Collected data
════

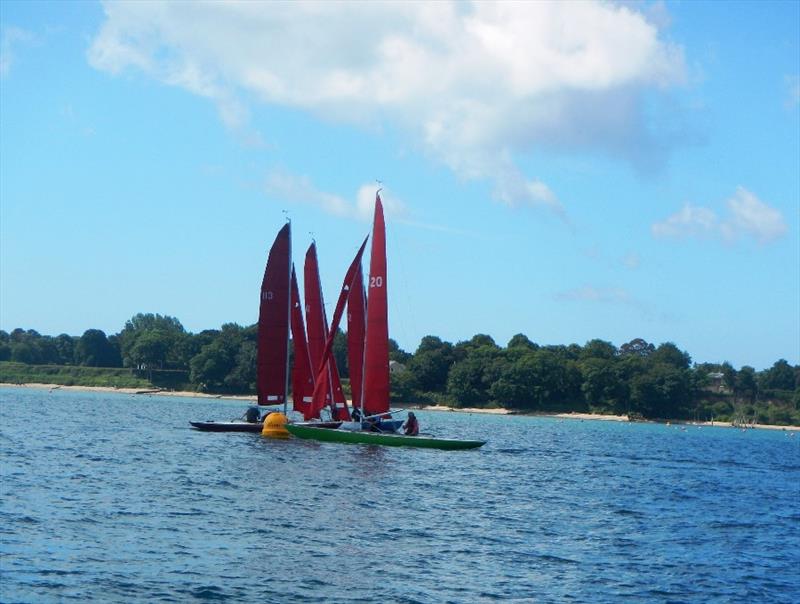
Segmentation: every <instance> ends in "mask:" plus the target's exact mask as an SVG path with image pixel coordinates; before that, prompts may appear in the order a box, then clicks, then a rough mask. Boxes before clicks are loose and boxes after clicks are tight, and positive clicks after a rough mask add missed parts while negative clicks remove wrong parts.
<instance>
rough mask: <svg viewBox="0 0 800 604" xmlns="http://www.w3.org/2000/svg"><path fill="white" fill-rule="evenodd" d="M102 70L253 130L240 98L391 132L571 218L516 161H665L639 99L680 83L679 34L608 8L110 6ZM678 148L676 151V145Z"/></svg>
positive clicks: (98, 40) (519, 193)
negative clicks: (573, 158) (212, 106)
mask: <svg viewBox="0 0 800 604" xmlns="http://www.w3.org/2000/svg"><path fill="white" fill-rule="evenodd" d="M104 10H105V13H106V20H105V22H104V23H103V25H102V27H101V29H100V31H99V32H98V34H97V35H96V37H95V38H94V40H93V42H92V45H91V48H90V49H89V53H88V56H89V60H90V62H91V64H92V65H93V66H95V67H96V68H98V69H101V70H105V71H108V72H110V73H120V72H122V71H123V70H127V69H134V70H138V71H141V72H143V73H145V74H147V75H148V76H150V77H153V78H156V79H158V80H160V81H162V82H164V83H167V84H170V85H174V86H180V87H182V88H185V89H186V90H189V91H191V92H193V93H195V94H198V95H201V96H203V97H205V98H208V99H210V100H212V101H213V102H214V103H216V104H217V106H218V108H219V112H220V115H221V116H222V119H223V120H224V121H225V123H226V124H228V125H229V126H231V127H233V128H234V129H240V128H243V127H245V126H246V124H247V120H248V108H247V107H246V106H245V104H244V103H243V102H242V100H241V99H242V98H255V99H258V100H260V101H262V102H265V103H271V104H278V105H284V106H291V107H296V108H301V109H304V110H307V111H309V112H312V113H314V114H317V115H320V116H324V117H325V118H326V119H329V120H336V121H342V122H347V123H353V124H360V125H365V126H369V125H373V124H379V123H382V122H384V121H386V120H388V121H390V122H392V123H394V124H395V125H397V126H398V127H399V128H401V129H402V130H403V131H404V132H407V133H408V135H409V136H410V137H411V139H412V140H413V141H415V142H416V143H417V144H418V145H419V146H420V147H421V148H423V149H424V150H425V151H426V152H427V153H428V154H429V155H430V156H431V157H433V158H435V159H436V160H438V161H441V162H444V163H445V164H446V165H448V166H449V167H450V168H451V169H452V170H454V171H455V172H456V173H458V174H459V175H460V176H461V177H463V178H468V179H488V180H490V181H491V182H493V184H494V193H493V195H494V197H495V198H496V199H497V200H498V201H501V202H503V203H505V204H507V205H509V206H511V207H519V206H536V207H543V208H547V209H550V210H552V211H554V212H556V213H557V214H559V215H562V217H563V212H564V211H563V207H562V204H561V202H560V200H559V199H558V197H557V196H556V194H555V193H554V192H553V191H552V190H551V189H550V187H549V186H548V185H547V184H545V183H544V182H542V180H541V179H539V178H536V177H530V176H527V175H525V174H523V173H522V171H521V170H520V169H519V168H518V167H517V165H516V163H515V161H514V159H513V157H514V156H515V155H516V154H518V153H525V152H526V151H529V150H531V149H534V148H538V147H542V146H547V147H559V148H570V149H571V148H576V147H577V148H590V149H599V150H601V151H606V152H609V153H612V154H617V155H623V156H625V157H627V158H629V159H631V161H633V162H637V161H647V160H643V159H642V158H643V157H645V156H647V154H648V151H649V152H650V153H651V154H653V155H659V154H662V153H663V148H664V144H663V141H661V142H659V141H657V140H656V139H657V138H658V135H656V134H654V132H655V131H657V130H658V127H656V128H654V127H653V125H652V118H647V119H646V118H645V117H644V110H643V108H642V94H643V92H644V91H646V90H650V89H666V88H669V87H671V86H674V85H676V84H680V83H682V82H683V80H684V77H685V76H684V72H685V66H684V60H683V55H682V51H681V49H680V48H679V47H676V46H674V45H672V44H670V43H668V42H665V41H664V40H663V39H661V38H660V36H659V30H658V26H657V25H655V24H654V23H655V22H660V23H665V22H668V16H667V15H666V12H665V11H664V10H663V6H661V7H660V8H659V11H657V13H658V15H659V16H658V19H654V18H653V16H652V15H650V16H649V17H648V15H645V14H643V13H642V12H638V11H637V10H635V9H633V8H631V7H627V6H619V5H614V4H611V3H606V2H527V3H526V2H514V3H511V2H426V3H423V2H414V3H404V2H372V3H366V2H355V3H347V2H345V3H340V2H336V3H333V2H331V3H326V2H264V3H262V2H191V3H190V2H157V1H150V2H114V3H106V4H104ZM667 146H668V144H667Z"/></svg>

════

Task goal: Every record above should be transcribed exactly; the pictures stay out of the copy.

Task response:
Segmentation: every <instance> ends in "mask:" plus the target's exact mask as an SVG path with image pixel coordinates; before that, prompts may appear in the order a box, then clicks, then a rough mask. Boxes before clicks are loose and boxes after clicks are tight, and positive clicks after a rough mask add missed parts while negative clicks remove wrong parts.
<instance>
rough mask: <svg viewBox="0 0 800 604" xmlns="http://www.w3.org/2000/svg"><path fill="white" fill-rule="evenodd" d="M102 70L253 130L240 98L391 132L571 218L516 161H665L639 99L680 83L679 34L608 8L110 6ZM678 148L676 151V145Z"/></svg>
positive clicks: (98, 40) (519, 193)
negative clicks: (573, 158) (212, 106)
mask: <svg viewBox="0 0 800 604" xmlns="http://www.w3.org/2000/svg"><path fill="white" fill-rule="evenodd" d="M104 10H105V13H106V20H105V22H104V23H103V25H102V27H101V29H100V31H99V32H98V34H97V35H96V37H95V38H94V40H93V42H92V45H91V48H90V49H89V53H88V56H89V60H90V62H91V64H92V65H93V66H95V67H96V68H98V69H101V70H105V71H108V72H110V73H120V72H122V71H123V70H127V69H134V70H138V71H141V72H143V73H145V74H147V75H148V76H150V77H153V78H156V79H158V80H160V81H162V82H164V83H167V84H170V85H174V86H180V87H182V88H185V89H186V90H189V91H191V92H193V93H195V94H198V95H201V96H203V97H205V98H208V99H210V100H212V101H213V102H214V103H216V104H217V106H218V108H219V112H220V115H221V116H222V119H223V120H224V121H225V123H226V124H228V125H229V126H231V127H233V128H234V129H240V128H243V127H245V126H246V124H247V120H248V108H247V107H246V106H245V104H244V103H243V102H242V100H241V99H242V98H255V99H258V100H260V101H262V102H265V103H271V104H278V105H284V106H291V107H296V108H301V109H304V110H307V111H309V112H312V113H314V114H317V115H320V116H324V117H325V118H326V119H329V120H336V121H342V122H347V123H353V124H360V125H365V126H369V125H373V124H379V123H382V122H384V121H386V120H388V121H390V122H392V123H394V124H395V125H397V126H398V127H399V128H401V129H402V130H403V131H404V132H407V133H408V135H409V136H410V137H411V139H412V140H413V141H415V142H416V143H417V144H418V145H419V146H420V147H421V148H423V149H424V150H425V151H426V152H427V153H428V154H429V155H430V156H431V157H433V158H435V159H436V160H438V161H441V162H444V163H445V164H446V165H448V166H449V167H450V168H451V169H452V170H454V171H455V172H456V173H458V174H459V175H460V176H461V177H463V178H468V179H488V180H490V181H491V182H493V184H494V193H493V195H494V197H495V198H496V199H497V200H498V201H501V202H503V203H505V204H507V205H509V206H511V207H519V206H536V207H543V208H547V209H550V210H552V211H554V212H556V213H557V214H559V215H562V217H563V212H564V211H563V207H562V204H561V202H560V200H559V199H558V197H557V196H556V194H555V193H554V192H553V191H552V190H551V189H550V187H549V186H548V185H547V184H545V183H544V182H542V180H541V179H539V178H536V177H530V176H527V175H525V174H523V173H522V171H521V170H520V169H519V168H518V167H517V165H516V163H515V161H514V159H513V157H514V156H515V155H516V154H518V153H525V152H526V151H529V150H531V149H534V148H538V147H542V146H547V147H559V148H570V149H571V148H576V147H577V148H590V149H599V150H601V151H606V152H609V153H612V154H617V155H623V156H625V157H627V158H629V159H631V161H633V162H637V161H647V160H643V159H642V158H643V157H645V156H647V154H648V151H649V152H650V153H651V154H653V155H659V154H662V153H663V148H664V144H663V141H661V142H659V141H657V140H656V139H657V138H658V135H656V134H654V132H655V131H657V130H658V127H656V128H654V127H653V125H652V118H647V119H646V118H645V117H644V110H643V108H642V94H643V92H644V91H646V90H650V89H666V88H669V87H671V86H674V85H676V84H680V83H682V82H683V80H684V77H685V76H684V72H685V66H684V60H683V55H682V51H681V49H680V48H679V47H676V46H674V45H672V44H670V43H668V42H665V41H664V40H663V39H661V38H660V36H659V30H658V26H657V25H655V24H654V23H655V22H660V23H665V22H668V16H667V15H666V12H665V11H664V10H663V6H661V7H660V8H659V11H657V13H658V15H659V16H658V19H654V18H653V16H652V15H650V16H649V17H648V15H645V14H643V13H642V12H638V11H637V10H635V9H633V8H631V7H627V6H619V5H614V4H611V3H606V2H527V3H526V2H514V3H511V2H426V3H423V2H414V3H404V2H372V3H366V2H355V3H347V2H345V3H340V2H336V3H333V2H331V3H326V2H264V3H262V2H191V3H190V2H157V1H150V2H114V3H106V4H104ZM667 146H668V144H667Z"/></svg>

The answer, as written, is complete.